About Sim




People who don’t know me very well call me Sweet Sim. I don’t know why. The alliterative appeal, I guess. Or they imagine my vanilla exterior coats a similarly inoffensive inside. I assure you I’m not sweet. Don’t confuse fear and timidity for goodness. I have a friend who says part of the reason she’s not on Facebook is that she doesn’t want to encounter someone from her past who might pull the rug out from her present persona. I know how she feels.

It’s not as though I’m a murderer or anything. It’s just that like many of you, I've got a checkered past littered with my fair share of mistakes. Some of which I’ll share with you here. 

Born in England in the '50s, my parents wandering ways meant we spent a few years in Tripoli and Turkey prior to coming to North America in the early 1960s. I came of age in Canada with the British Invasion before we took a detour to Puerto Rico and finally landed in L.A. I've been a writer, a realtor, a media buyer, a copywriter, a Universal Studios tour guide, a substitute teacher, a film & television production coordinator and more. I've worked with stars like Brad Pitt, Bill Pullman, and Elizabeth McGovern and I've worked with special needs kids who made me feel like I was the real superstar. Sharing my life's stories, just trying to get it all down before I'm too old to remember, that's the whole point of this blog. A book? That would be nice too.
********************
Exercises to complete
1. According to the About Sim page, what is the purpose of the blog? Answer in one to three sentences.
2. List every job Sim names as having held in the About Sim page.
3. Write a continuation of the About Sim page, starting after its final sentence.
The items that come next are taken from a separate source.
********************
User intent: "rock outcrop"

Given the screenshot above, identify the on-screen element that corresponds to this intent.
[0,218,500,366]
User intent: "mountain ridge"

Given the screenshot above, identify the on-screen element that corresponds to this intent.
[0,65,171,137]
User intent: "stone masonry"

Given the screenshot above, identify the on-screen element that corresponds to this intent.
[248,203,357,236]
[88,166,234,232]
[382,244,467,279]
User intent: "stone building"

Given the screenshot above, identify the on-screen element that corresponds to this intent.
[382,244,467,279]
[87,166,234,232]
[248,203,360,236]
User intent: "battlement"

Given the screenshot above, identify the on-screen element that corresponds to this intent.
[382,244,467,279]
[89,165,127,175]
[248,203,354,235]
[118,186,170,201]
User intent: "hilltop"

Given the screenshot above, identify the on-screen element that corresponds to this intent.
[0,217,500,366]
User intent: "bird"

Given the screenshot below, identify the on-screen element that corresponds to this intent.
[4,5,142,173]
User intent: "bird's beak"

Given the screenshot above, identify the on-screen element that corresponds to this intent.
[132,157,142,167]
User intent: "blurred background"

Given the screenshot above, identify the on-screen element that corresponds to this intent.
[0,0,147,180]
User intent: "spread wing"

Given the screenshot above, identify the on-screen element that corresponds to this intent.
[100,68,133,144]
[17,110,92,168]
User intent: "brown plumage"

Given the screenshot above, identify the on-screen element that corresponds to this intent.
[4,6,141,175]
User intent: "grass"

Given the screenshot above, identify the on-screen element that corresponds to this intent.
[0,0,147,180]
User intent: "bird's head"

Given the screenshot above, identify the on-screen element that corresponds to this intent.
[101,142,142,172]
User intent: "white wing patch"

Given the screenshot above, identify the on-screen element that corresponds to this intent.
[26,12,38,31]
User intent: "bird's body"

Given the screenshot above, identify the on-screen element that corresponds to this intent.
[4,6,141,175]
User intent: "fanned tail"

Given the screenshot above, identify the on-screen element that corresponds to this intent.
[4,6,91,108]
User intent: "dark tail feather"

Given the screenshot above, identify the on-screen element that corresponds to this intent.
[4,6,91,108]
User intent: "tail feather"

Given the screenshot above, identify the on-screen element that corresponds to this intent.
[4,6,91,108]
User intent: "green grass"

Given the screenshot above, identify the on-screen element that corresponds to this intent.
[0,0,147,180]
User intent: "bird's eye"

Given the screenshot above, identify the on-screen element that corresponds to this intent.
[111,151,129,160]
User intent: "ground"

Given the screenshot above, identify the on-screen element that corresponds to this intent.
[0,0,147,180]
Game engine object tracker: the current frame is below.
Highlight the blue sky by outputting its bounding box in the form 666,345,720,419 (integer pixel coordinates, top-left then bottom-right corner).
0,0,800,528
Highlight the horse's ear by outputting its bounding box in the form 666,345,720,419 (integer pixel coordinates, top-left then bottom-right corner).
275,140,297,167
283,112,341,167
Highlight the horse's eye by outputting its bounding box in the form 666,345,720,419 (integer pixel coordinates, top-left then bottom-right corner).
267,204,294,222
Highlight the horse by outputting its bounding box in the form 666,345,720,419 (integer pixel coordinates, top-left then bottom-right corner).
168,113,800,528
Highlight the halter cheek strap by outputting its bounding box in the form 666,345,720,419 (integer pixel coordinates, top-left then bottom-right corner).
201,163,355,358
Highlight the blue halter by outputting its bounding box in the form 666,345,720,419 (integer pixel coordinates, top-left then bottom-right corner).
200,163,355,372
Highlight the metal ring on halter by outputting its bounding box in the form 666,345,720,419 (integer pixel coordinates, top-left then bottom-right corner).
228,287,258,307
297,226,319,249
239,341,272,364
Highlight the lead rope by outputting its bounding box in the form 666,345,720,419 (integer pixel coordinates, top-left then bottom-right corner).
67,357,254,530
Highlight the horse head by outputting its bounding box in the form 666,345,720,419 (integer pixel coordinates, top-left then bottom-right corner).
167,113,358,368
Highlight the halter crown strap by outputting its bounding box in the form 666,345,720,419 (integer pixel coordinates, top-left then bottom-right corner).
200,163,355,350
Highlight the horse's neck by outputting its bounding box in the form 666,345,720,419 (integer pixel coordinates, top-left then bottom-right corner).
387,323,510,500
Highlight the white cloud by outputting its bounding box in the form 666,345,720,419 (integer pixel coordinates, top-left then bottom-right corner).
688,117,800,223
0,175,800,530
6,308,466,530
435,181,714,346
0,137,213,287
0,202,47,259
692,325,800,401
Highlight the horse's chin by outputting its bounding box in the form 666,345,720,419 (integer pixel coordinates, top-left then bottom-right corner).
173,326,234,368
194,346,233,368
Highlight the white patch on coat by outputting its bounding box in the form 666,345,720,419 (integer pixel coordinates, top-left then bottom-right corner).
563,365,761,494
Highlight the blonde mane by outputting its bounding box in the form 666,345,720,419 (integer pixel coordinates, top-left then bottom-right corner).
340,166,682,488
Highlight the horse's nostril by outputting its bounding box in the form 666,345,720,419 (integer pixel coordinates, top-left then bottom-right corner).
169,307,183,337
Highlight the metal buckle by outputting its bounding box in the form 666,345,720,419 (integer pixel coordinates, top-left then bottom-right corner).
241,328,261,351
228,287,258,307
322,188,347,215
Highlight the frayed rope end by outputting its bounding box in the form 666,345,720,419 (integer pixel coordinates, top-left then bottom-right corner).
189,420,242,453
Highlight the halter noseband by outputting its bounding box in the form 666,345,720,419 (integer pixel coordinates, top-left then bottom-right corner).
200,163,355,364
********************
Exercise results
1. The blog is for sharing Sim's life stories, getting them all written down before Sim is too old to remember them.

2.
- writer
- realtor
- media buyer
- copywriter
- Universal Studios tour guide
- substitute teacher
- film & television production coordinator

3.
About the work

Torn between two blogs: I started my book-to-movie blog, Chapter1-Take1 to share my fascination with big screen adaptations. Here at Sim Carter: Past Tense: Perfect/Imperfect you'll find mostly memoir.and creative nonfiction. Lately I've been concentrating on taking another look my own history, filling in my personal timeline; you'll find most of those pieces under the On the Street Where I Live stories label here. 
I’ve also just embarked on a new adventure, a virtual one, taking an imaginary walking tour of London. Follow along with me over at theA Virtual Walking Tour of London page. 
And sometimes I just write about what I want to write about. You know how that goes. It’s a mishmash of rants and raves, odes to Britain, love letters to France, reflections of living here in Los Angeles and the occasional film-centric piece ala this series of posts about working on That Thing You Do. Like the L.A. freeways, it’s kind of crowded and all over the place.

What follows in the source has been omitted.